• _O problema_: Traduza para o inglês esta frase do texto sobre Sérgio Ricardo: "A plateia não deu trégua nos três minutos seguintes."

• _Documento de origem_:
As vaias começaram antes mesmo de Sérgio Ricardo entrar no palco para apresentar a música Beto Bom de Bola, no 3º Festival da Música Popular Brasileira, da TV Record, em 1967. O motivo: a canção seria executada com um arranjo diferente. As vaias eram tantas que Sérgio disse ao público que mudaria o nome para “Beto Bom de Vaia”. A plateia não deu trégua nos três minutos seguintes. Sem conseguir cantar e visivelmente nervoso, ele interrompeu a música e gritou: “Vocês ganharam”. Em seguida, quebrou o violão e jogou seus pedaços no público. Em 1962, tocou no histórico show Bossa Nova, no Carnegie Hall, em Nova York, com João Gilberto, Tom Jobim e Vinicius de Moraes. No ano seguinte, compôs a trilha sonora do filme Deus e o Diabo na Terra do Sol, de Glauber Rocha. Mas aquela emblemática noite de 1967 o acompanharia por toda a carreira. Morreu em 23 de julho, aos 88 anos, em decorrência de complicações de uma insuficiência cardíaca, no Rio de Janeiro.

• _Dados para análise_:
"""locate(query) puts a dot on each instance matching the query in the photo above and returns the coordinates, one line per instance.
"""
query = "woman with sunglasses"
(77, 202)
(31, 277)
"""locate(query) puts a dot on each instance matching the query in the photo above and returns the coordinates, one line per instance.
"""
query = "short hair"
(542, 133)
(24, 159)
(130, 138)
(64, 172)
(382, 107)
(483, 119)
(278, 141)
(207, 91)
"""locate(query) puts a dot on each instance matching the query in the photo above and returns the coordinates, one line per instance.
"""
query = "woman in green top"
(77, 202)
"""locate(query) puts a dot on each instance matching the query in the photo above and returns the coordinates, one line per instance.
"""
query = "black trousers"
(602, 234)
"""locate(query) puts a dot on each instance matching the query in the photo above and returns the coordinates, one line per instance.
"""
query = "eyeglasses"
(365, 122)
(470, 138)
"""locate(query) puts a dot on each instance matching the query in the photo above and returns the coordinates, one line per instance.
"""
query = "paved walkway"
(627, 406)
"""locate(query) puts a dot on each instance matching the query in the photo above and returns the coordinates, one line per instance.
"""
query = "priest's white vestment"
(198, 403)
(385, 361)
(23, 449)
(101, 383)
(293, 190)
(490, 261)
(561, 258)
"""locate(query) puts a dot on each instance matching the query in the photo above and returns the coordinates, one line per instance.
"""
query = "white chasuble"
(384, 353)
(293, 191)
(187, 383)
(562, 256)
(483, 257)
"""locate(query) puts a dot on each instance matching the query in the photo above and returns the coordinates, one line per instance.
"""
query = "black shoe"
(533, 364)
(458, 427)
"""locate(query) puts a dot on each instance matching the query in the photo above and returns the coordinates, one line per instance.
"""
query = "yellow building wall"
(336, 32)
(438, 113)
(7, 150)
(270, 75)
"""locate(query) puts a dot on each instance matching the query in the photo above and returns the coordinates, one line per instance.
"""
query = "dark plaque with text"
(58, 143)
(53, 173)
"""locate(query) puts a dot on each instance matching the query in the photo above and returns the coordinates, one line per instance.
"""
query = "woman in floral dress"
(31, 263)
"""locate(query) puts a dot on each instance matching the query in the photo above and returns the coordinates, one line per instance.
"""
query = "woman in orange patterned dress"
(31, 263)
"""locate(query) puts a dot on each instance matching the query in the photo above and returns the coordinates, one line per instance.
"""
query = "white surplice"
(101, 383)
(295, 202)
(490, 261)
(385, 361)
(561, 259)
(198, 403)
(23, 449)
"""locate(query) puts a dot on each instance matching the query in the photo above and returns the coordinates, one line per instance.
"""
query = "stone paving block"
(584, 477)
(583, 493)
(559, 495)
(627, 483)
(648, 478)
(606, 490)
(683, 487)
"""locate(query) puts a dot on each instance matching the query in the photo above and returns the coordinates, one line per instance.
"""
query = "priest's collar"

• _Resultado do exercício_: The audience gave no respite for the next three minutes.